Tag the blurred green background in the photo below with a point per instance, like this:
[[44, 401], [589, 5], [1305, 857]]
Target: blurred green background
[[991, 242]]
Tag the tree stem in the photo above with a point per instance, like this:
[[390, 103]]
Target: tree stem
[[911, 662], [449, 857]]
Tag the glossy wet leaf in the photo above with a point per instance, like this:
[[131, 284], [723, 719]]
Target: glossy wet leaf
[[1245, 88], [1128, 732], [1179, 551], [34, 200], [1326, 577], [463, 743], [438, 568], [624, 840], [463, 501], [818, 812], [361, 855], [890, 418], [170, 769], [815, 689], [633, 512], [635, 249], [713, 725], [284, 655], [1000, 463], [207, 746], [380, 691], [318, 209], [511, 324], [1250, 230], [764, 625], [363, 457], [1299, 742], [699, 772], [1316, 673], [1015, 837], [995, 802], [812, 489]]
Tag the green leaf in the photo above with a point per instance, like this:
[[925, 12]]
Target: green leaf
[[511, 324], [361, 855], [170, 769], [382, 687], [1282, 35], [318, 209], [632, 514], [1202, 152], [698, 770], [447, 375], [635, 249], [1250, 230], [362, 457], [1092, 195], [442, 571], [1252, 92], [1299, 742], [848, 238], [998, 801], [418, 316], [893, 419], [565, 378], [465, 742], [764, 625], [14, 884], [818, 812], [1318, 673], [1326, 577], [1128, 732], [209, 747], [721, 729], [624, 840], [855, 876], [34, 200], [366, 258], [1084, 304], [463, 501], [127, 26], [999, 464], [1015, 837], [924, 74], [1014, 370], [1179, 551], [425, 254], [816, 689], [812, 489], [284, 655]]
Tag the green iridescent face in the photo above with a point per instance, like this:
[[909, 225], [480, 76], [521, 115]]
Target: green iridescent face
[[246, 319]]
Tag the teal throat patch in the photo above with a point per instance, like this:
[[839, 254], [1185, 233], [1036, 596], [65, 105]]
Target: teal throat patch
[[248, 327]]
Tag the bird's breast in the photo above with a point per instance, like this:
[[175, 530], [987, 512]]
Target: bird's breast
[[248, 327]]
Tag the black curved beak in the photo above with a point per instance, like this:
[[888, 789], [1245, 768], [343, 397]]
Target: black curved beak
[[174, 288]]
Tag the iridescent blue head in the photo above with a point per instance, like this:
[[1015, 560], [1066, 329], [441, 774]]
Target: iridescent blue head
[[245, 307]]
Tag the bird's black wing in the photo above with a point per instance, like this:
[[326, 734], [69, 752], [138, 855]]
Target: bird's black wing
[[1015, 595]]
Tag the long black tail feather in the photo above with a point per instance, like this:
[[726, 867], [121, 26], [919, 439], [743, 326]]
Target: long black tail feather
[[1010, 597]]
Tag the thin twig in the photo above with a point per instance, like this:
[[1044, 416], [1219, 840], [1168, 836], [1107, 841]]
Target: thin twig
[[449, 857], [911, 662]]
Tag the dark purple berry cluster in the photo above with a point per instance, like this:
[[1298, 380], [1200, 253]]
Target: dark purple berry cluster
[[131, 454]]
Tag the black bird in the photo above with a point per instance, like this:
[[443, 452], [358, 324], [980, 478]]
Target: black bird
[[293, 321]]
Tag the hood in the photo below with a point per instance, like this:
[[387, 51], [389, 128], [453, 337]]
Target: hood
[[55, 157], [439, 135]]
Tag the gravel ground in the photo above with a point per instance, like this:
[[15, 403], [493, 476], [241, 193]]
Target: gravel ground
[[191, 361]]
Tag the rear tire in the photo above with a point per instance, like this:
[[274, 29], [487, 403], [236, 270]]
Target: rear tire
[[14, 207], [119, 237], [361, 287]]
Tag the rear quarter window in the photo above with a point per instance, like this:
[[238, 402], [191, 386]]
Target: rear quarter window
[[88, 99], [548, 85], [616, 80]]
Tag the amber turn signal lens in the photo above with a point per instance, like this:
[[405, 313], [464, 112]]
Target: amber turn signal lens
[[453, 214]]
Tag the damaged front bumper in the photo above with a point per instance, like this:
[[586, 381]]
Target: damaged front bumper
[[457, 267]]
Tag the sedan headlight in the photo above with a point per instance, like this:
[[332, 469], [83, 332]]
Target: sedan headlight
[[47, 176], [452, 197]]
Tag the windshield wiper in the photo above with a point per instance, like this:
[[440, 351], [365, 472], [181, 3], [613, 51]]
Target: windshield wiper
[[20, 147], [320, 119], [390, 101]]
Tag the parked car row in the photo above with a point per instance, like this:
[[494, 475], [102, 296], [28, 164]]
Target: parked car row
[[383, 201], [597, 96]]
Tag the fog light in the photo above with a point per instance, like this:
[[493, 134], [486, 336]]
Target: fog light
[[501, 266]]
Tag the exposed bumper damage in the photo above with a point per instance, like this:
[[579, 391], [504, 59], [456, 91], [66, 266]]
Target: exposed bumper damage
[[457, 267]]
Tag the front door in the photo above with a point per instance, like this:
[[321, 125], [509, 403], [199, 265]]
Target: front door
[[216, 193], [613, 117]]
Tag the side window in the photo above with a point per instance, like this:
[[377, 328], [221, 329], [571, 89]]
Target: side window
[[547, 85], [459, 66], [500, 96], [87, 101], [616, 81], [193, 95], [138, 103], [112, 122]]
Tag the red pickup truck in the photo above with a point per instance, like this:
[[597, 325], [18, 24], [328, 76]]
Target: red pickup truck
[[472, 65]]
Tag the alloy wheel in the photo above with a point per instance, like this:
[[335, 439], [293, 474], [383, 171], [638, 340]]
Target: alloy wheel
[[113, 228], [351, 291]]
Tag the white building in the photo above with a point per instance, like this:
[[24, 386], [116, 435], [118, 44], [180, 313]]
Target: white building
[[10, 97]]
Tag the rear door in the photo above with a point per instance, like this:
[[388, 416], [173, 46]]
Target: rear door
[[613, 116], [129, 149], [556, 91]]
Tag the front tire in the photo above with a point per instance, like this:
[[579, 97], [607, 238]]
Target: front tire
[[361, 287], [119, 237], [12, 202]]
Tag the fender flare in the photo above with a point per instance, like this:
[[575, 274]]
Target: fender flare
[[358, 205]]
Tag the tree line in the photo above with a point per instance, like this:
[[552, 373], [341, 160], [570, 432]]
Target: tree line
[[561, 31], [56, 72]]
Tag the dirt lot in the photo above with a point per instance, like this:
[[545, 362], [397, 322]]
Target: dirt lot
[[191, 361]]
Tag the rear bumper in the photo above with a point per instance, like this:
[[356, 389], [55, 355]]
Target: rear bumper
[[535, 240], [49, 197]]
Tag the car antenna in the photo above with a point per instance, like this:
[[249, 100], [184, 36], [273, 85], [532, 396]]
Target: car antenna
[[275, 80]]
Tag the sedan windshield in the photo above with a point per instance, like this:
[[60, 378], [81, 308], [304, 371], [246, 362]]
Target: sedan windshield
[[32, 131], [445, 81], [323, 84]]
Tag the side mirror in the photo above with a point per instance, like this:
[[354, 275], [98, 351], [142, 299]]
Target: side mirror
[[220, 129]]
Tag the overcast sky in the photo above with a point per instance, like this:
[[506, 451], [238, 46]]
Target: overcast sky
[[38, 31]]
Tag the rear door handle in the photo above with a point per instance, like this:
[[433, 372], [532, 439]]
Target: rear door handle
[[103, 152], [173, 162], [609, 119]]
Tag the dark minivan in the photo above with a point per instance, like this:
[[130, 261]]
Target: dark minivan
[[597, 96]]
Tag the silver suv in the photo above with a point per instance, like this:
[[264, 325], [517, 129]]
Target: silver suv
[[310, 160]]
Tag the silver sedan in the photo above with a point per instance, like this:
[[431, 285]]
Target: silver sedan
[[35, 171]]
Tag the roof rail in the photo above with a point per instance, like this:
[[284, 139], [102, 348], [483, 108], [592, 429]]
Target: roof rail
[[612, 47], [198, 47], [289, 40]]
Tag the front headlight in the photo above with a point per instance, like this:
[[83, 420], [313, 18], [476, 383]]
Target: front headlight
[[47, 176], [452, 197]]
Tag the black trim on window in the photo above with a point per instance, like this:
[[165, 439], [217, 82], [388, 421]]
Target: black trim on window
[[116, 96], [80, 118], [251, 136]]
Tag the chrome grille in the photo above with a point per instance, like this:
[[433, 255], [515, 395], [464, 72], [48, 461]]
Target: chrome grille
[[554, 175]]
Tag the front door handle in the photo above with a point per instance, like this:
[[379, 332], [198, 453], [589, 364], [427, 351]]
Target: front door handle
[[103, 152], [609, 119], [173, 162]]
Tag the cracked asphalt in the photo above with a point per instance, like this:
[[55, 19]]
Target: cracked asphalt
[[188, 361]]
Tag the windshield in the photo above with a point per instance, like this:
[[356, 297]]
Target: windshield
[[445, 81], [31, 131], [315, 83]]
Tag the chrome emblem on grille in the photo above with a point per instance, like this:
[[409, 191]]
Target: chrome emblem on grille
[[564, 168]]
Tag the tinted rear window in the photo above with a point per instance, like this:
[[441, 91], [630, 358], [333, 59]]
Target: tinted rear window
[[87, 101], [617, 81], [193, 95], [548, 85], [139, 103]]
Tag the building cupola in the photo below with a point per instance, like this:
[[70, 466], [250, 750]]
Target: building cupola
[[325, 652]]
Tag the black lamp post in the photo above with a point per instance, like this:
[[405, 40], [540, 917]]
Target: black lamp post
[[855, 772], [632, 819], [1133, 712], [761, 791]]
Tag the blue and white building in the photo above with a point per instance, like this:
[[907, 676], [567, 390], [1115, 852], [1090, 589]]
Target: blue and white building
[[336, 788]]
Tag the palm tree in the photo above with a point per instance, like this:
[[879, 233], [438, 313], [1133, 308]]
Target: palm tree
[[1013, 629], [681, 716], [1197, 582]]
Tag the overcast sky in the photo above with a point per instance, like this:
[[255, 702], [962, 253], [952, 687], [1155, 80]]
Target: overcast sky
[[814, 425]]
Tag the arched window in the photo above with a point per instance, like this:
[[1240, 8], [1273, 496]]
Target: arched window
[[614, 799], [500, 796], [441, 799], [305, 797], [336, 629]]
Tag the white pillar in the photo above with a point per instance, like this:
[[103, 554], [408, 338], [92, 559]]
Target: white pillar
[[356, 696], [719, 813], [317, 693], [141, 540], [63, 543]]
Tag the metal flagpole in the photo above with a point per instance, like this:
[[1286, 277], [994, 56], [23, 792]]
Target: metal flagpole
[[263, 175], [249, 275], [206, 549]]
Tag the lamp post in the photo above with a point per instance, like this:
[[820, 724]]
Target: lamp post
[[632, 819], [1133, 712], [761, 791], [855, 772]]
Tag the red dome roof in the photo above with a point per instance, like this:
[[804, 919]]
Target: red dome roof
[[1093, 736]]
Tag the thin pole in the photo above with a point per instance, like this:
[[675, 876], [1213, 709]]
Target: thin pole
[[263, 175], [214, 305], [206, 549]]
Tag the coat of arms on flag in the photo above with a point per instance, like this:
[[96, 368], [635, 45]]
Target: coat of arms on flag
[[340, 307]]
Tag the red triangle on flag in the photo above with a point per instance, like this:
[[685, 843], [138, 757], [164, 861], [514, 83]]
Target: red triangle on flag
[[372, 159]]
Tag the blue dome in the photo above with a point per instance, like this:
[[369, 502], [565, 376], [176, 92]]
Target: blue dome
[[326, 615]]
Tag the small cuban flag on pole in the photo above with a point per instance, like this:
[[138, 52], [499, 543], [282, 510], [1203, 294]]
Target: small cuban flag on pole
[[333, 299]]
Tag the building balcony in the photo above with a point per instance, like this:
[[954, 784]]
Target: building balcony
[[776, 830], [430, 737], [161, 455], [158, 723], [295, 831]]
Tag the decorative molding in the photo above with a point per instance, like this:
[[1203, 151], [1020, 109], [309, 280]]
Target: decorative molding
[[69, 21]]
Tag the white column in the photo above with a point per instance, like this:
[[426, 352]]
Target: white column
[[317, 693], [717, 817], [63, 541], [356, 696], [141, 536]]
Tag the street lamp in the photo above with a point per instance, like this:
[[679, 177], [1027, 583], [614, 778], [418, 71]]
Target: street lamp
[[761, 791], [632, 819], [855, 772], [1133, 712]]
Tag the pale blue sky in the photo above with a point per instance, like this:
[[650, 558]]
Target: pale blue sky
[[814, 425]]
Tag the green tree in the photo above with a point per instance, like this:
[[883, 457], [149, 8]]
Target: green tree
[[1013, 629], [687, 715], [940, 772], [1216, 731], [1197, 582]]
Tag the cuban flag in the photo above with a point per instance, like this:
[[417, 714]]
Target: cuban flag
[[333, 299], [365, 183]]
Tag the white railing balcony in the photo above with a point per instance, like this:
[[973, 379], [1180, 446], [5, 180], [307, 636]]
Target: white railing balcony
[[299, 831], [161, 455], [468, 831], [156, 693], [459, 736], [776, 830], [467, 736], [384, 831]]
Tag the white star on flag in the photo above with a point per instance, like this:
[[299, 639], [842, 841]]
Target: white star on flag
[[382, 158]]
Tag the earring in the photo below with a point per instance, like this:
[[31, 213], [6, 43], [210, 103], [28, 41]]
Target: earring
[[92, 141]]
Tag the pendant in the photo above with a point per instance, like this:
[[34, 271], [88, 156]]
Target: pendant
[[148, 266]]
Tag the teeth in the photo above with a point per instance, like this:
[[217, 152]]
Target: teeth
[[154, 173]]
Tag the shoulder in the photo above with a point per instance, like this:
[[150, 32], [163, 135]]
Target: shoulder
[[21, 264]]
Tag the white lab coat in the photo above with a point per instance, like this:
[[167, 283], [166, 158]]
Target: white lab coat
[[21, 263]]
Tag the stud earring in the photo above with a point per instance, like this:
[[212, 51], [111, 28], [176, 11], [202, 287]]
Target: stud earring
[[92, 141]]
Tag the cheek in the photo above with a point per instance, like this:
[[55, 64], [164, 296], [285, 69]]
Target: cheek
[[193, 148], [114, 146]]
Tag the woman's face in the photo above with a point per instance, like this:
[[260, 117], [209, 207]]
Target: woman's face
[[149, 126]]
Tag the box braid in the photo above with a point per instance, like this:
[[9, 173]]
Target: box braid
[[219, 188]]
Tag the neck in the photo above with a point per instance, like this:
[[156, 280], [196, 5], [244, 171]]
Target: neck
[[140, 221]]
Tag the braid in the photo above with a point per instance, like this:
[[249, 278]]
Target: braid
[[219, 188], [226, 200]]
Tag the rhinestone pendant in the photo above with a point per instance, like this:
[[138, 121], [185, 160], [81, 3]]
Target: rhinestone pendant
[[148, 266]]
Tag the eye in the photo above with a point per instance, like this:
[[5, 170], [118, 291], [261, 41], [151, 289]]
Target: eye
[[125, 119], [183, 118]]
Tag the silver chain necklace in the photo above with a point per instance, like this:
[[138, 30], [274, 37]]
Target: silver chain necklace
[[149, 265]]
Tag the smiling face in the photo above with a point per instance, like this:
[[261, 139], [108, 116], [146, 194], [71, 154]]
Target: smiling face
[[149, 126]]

▶ Instructions for the task:
Switch "Target" to "Object" in the material from its first line up to and including the line with "802], [812, 489]]", and write out only those lines again with everything else left unchanged.

▶ Problem solution:
Tag the blurred green background in the photo below with a point per instance, like this:
[[44, 401], [589, 5], [1305, 857]]
Object: blurred green background
[[991, 242]]
Tag the tree stem in the photo above with a point per instance, like this:
[[390, 103]]
Object: tree stem
[[911, 662], [449, 857]]
Tag the glossy wet leaf in the photo above with a point per instance, like this:
[[131, 284], [723, 719]]
Object: glossy wet leaf
[[1245, 88], [1128, 732], [1179, 551], [34, 200], [1326, 577], [463, 743], [438, 568], [624, 840], [463, 501], [818, 812], [361, 855], [890, 418], [170, 769], [815, 689], [633, 512], [635, 249], [713, 725], [284, 655], [1000, 463], [207, 746], [380, 691], [318, 209], [511, 324], [1250, 230], [764, 625], [363, 457], [1299, 742], [699, 772], [1316, 673], [1015, 837], [995, 802], [812, 489]]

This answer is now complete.